Cet opus animé revient sur les origines d’Optimus Prime et Megatron, à l’époque où ils n’étaient que de simples robots ouvriers sur la planète Cybertron…

TRANSFORMERS ONE

 

2024 – USA

 

Réalisé par Josh Cooley

 

Avec les voix de Chris Hemsworth, Brian Tyree Henry, Scarlett Johansson, Keegan-Michael Key, Steve Buscemi, Laurence Fishburne, Jon Hamm

 

THEMA ROBOTS I SAGA TRANSFORMERS

En 2014, la « Transformania » bat toujours son plein. Depuis le premier Transformers de Michael Bay, les robots géants multiformes ravissent le grand public et les exploitants des salles de cinéma. Dans la foulée de la sortie du quatrième opus « live » de la saga, Transformers : l’âge de l’extinction, Paramount Pictures décide donc de mettre en place une « salle des scénaristes » spécialement dédiée à l’échange d’idées pour d’éventuels futurs opus. Ainsi, parallèlement au développement des épisodes suivants en prises de vues réelles (The Last Knight en 2017, Bumblebee en 2018, Rise of the Beasts en 2023), l’idée d’un long-métrage en animation commence à s’élaborer (le dernier en date, La Guerre des robots, était sorti en 1986). Lorsque le projet commence à se concrétiser, le metteur en scène Josh Cooley est embauché sur la foi de son travail chez Pixar (il fut notamment le réalisateur de Toy Story 4). Une fois n’est pas coutume, la mise en forme du film n’est pas confiée à un studio d’animation mais à une société d’effets spéciaux, en l’occurrence Industrial Light & Magic, qui signa justement les séquences en images de synthèse des précédents Transformers.

_Consigne_: Dans l'extrait sur Transformers One, indiquez à quelle société la mise en forme du film a été confiée.

(Entrées de données enregistrées)
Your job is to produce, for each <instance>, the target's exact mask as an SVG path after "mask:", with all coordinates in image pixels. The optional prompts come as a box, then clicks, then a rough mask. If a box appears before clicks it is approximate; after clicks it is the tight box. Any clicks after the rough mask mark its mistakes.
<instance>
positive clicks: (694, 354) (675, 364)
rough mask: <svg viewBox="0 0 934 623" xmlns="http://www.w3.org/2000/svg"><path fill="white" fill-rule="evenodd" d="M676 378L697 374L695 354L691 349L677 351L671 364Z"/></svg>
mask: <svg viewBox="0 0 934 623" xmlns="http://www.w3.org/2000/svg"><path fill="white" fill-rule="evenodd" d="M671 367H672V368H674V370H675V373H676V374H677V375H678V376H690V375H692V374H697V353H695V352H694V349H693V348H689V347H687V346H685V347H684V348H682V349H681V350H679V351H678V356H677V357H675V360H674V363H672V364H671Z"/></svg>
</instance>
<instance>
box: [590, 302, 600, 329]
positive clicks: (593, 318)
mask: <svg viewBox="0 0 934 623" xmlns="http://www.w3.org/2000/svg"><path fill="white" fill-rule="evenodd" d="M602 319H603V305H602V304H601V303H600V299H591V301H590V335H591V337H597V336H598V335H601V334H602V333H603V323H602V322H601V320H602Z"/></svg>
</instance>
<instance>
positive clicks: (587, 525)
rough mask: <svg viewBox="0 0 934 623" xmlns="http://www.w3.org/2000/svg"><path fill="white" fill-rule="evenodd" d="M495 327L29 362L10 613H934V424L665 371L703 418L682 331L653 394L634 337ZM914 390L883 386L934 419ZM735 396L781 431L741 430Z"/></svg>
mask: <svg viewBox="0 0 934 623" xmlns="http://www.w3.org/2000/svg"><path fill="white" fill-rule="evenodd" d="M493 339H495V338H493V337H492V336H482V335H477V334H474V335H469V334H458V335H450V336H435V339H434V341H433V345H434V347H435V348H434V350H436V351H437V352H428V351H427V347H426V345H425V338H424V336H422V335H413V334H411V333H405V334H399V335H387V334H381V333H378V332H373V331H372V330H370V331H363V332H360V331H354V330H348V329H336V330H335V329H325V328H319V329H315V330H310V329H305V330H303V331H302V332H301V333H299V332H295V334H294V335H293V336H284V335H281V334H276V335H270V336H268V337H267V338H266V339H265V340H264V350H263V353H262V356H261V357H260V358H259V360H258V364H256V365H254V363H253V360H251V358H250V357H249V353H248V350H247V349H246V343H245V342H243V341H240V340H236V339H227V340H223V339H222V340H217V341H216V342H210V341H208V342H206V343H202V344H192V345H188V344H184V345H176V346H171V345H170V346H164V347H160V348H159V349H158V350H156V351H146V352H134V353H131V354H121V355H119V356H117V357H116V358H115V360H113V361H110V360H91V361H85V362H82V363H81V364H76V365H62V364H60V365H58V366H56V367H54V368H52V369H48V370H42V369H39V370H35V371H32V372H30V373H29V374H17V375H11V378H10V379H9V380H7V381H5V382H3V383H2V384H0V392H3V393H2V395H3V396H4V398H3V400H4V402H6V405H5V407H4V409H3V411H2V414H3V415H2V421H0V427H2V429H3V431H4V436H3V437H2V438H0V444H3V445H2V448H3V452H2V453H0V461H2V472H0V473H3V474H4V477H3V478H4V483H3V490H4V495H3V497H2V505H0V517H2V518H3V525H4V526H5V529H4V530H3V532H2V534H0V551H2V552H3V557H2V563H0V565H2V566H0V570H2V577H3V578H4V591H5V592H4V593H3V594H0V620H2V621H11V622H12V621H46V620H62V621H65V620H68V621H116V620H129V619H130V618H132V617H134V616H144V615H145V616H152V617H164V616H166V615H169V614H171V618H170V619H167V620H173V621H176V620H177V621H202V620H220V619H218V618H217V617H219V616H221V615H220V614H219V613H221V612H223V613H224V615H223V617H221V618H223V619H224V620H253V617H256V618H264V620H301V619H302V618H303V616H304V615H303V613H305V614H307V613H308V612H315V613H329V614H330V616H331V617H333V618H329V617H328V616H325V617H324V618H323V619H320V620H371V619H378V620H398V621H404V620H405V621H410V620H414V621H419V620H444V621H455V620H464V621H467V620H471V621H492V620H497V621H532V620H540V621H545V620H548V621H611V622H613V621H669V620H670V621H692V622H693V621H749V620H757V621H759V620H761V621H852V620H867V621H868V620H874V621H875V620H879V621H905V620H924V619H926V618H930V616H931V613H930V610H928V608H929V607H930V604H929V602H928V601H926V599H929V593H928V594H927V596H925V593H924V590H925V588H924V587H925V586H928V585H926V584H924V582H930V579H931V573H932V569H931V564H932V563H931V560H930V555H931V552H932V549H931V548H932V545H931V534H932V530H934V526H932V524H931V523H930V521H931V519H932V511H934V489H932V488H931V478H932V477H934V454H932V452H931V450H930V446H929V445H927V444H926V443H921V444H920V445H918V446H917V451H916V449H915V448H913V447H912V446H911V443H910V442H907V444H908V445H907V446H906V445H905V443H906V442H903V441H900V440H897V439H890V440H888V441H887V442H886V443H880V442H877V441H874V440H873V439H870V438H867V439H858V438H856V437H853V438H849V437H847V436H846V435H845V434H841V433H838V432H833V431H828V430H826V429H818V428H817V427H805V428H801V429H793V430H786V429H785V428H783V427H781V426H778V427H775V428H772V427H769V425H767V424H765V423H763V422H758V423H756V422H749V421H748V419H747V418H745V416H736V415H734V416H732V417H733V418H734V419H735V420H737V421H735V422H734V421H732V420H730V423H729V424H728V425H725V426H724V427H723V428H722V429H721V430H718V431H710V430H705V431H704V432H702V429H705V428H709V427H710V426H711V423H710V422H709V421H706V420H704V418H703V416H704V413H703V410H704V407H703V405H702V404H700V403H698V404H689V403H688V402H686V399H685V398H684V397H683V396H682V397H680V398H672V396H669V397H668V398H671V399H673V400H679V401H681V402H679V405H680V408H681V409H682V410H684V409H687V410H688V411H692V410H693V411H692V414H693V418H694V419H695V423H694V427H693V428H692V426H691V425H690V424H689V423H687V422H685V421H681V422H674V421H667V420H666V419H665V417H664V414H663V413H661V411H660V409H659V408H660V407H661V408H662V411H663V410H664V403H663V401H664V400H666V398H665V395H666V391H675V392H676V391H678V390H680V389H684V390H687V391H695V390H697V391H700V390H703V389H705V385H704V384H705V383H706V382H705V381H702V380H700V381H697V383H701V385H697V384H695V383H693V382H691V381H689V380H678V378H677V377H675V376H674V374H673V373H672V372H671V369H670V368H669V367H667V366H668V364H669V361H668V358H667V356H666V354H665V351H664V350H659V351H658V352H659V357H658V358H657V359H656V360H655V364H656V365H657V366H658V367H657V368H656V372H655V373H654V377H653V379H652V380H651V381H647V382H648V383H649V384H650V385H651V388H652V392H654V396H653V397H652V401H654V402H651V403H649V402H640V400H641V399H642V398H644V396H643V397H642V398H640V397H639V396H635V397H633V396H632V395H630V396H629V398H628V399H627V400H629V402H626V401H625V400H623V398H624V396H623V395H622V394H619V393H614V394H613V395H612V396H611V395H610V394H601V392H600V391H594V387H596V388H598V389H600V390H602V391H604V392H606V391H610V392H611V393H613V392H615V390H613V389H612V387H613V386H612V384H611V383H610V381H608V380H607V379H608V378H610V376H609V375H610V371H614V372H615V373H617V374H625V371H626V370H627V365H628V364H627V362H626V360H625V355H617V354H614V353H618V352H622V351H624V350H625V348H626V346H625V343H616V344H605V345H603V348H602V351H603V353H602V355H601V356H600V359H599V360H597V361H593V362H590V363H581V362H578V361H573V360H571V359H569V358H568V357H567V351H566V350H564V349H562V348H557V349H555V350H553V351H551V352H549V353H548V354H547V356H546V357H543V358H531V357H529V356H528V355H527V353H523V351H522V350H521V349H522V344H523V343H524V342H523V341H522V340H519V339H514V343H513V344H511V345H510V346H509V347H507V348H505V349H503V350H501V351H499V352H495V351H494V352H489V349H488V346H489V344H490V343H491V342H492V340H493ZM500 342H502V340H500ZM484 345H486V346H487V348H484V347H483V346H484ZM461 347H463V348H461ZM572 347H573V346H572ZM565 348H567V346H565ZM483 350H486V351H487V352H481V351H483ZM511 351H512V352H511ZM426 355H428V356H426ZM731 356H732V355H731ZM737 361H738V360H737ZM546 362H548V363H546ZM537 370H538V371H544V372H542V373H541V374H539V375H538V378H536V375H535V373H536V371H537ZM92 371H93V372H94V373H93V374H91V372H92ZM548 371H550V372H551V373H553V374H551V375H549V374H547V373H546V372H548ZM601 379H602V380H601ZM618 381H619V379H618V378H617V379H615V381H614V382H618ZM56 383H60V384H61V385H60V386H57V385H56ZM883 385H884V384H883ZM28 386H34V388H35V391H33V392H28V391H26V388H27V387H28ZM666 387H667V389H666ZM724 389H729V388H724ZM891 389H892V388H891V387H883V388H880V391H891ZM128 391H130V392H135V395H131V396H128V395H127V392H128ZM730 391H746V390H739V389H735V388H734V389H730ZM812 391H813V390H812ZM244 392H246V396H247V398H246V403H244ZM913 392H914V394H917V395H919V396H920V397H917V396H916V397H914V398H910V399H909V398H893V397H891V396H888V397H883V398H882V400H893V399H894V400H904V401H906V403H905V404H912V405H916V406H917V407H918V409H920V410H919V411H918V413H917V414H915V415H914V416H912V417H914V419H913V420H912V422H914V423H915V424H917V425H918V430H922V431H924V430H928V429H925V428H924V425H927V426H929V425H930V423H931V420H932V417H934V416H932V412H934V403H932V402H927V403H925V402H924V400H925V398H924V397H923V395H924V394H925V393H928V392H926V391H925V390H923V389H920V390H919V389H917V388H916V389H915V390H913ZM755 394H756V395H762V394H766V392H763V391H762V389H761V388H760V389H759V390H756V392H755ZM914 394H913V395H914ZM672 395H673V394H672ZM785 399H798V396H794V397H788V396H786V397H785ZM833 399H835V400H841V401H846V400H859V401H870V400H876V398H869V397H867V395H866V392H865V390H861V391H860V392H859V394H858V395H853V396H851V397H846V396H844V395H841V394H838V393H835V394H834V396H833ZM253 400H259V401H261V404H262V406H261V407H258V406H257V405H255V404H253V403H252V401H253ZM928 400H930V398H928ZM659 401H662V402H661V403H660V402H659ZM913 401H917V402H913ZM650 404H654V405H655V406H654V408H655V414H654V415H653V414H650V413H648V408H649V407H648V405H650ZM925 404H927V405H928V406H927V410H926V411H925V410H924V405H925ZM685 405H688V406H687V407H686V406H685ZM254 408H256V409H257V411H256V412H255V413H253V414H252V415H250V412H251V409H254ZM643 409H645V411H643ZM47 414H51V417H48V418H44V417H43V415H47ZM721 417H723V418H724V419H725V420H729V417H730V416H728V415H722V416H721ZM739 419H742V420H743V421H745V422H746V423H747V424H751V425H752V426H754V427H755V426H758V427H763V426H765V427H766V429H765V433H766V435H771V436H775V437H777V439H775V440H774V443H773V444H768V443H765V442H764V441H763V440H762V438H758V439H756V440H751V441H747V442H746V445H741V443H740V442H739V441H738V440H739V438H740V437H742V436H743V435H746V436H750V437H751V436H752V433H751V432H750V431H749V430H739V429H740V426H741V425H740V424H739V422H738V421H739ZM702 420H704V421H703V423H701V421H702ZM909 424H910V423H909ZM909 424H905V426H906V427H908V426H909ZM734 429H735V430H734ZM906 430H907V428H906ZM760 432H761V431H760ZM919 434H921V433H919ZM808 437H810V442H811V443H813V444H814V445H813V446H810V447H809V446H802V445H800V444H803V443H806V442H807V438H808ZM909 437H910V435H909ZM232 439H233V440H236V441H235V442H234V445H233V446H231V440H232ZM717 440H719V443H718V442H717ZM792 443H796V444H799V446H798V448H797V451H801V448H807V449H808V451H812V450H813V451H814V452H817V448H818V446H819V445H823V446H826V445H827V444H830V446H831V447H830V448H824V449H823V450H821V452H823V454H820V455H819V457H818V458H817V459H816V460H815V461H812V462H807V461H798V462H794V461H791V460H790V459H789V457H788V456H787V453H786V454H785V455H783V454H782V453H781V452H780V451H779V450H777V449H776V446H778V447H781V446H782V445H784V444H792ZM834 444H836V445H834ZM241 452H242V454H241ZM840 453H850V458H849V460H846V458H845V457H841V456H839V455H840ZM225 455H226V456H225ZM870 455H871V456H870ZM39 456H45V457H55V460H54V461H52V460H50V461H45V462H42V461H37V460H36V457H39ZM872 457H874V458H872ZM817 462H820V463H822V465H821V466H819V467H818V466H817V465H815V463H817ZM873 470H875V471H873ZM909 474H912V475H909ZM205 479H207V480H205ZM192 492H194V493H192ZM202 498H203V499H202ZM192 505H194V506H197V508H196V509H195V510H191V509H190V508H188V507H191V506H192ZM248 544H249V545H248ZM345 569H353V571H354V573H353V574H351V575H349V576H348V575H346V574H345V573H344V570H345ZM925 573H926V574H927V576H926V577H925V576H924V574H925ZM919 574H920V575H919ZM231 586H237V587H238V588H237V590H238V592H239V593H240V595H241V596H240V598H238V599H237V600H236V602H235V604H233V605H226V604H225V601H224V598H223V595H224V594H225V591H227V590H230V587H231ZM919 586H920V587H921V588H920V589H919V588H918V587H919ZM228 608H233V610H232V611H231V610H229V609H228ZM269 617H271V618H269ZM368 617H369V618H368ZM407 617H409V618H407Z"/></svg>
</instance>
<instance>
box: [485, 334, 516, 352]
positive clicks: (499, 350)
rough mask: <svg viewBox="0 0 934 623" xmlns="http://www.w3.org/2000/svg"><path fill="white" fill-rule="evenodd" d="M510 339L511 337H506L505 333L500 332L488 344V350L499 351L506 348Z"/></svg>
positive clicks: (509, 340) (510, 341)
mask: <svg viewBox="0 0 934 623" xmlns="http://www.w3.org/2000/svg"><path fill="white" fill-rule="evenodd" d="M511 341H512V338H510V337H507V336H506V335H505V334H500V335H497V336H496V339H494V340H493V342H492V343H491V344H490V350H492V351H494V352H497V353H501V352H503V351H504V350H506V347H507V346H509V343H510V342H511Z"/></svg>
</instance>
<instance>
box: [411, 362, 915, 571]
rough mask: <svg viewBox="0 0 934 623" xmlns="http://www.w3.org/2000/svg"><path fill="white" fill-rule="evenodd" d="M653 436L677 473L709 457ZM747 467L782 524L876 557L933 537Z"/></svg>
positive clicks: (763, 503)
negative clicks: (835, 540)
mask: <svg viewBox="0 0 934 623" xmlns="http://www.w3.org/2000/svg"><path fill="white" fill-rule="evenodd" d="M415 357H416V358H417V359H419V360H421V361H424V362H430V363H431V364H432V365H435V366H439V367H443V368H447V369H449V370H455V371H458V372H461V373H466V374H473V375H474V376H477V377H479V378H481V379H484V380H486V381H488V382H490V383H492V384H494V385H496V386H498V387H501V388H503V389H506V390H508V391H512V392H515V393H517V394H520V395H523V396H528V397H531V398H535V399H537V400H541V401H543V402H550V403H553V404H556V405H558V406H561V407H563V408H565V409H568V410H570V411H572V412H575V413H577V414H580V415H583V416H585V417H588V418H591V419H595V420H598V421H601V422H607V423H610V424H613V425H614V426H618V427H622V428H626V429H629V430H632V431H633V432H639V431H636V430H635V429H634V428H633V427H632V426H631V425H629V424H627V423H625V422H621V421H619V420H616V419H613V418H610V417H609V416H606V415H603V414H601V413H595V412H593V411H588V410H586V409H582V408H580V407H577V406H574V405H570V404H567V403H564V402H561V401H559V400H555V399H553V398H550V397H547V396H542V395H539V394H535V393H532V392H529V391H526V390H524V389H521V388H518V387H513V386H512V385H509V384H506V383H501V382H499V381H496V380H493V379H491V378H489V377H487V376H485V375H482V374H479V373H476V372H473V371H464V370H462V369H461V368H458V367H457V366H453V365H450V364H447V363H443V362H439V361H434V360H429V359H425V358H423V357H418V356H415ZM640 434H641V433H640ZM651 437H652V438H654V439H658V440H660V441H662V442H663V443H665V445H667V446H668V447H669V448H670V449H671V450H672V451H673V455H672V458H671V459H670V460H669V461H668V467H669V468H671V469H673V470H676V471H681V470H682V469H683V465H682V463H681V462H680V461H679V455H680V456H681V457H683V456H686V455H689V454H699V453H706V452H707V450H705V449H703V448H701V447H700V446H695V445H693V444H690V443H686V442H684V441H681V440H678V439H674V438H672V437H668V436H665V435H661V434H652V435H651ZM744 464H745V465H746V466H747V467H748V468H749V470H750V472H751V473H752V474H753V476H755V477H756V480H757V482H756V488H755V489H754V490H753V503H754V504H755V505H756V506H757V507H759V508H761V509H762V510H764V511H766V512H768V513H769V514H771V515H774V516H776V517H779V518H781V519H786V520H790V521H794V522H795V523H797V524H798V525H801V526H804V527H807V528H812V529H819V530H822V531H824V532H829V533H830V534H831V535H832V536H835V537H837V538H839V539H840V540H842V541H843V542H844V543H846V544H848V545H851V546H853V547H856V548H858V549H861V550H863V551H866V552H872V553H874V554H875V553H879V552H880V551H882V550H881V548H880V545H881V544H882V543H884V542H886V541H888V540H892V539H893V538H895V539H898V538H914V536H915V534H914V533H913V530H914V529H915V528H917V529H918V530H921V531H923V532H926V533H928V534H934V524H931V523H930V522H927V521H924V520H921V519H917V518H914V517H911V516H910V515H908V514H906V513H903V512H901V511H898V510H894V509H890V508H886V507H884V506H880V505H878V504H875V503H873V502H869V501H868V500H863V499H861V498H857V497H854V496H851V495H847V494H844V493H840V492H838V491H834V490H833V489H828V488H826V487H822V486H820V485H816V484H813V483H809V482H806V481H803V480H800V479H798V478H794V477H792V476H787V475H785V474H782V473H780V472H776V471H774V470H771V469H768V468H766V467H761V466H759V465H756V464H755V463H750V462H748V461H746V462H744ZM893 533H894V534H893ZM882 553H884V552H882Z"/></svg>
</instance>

_Résultat obtenu_: À Industrial Light & Magic, une société d'effets spéciaux.